Too much SQL in SQL

Another day on SQL battlefield brought this form of life:

SELECT a.AccNumber,
       NVL((SELECT SUM(dtInitAmount + ctInitAmount)
             FROM tMediumTable
            WHERE CancelledDoc_Id IS NULL
              AND CancellingDoc_Id IS NULL
              AND NVL(IsPending, 'N') = 'N'
              AND Type_ID NOT IN (6, 29, 40, 96)
              AND Account_ID = a.Account_ID),
           0) AS saldo,
       NVL((SELECT SUM(dtInitAmount + ctInitAmount)
             FROM vHeavyView fd
            WHERE CancelledDoc_Id IS NULL
              AND CancellingDoc_Id IS NULL
              AND NVL(IsPending, 'N') = 'N'
              AND Type_ID IN (27, 132, 971)
              AND (dtInitAmount + ctInitAmount) > 0
              AND Account_ID = a.Account_ID),
           0) AS total_inv,
       NVL((SELECT COUNT(1)
             FROM vHeavyView fd
            WHERE CancelledDoc_Id IS NULL
              AND CancellingDoc_Id IS NULL
              AND NVL(IsPending, 'N') = 'N'
              AND Type_ID IN (27, 132, 971)
              AND (dtInitAmount + ctInitAmount) > 0
              AND Account_ID = a.Account_ID),
           0) AS num_of_inv,
       NVL((SELECT AVG(dtInitAmount + ctInitAmount)
             FROM vHeavyView fd
            WHERE CancelledDoc_Id IS NULL
              AND CancellingDoc_Id IS NULL
              AND NVL(IsPending, 'N') = 'N'
              AND Type_ID IN (27, 132, 971)
              AND (dtInitAmount + ctInitAmount) > 0
              AND Account_ID = a.Account_ID),
           0) AS average_inv,
       NVL((SELECT SUM(dtInitAmount + ctInitAmount)
             FROM vHeavyView fd
            WHERE CancelledDoc_Id IS NULL
              AND CancellingDoc_Id IS NULL
              AND NVL(IsPending, 'N') = 'N'
              AND Type_ID IN (27, 132, 971)
              AND (dtInitAmount + ctInitAmount) > 0
              AND IssueDate >= SYSDATE - 180
              AND Account_ID = a.Account_ID),
           0) AS total_inv_180,
       NVL((SELECT COUNT(1)
             FROM vHeavyView fd
            WHERE CancelledDoc_Id IS NULL
              AND CancellingDoc_Id IS NULL
              AND NVL(IsPending, 'N') = 'N'
              AND Type_ID IN (27, 132, 971)
━━━━
**REQUIRED ACTION 1**
Summarize the SQL post in two sentences.
**REQUIRED ACTION 2**
In the SQL post, which Type_ID values does the subquery for total_inv accept?
━━━━
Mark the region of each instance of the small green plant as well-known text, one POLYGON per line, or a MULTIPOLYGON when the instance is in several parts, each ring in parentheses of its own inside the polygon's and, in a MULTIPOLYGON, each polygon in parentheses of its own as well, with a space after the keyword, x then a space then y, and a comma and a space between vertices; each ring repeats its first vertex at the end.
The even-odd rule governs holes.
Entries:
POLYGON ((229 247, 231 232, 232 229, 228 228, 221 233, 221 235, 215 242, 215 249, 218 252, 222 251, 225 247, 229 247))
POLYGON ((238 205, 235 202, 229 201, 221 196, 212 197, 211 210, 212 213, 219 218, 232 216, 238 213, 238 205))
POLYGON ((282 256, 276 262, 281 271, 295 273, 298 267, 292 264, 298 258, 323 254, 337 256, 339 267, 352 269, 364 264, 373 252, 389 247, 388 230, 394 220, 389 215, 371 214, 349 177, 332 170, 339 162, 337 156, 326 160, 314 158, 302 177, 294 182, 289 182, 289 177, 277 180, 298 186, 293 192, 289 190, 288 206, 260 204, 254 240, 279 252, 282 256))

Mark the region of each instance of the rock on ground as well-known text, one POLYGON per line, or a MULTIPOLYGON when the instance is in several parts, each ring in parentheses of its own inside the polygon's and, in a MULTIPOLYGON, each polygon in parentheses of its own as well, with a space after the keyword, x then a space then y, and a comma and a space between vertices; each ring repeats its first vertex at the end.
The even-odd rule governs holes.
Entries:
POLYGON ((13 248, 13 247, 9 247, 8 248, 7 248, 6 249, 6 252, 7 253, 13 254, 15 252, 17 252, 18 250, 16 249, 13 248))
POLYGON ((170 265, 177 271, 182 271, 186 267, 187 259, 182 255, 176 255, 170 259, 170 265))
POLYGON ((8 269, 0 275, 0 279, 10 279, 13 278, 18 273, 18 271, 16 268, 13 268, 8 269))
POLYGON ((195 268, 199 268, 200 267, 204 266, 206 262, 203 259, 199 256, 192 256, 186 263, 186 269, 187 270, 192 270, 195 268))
━━━━
**TASK RESULT 1**
The post, titled "Too much SQL in SQL," shows a query that another day on the SQL battlefield brought. The query selects a.AccNumber along with several subqueries wrapped in NVL: one sums amounts from tMediumTable as saldo, and others read vHeavyView to produce total_inv, num_of_inv, average_inv and total_inv_180.

**TASK RESULT 2**
27, 132 and 971.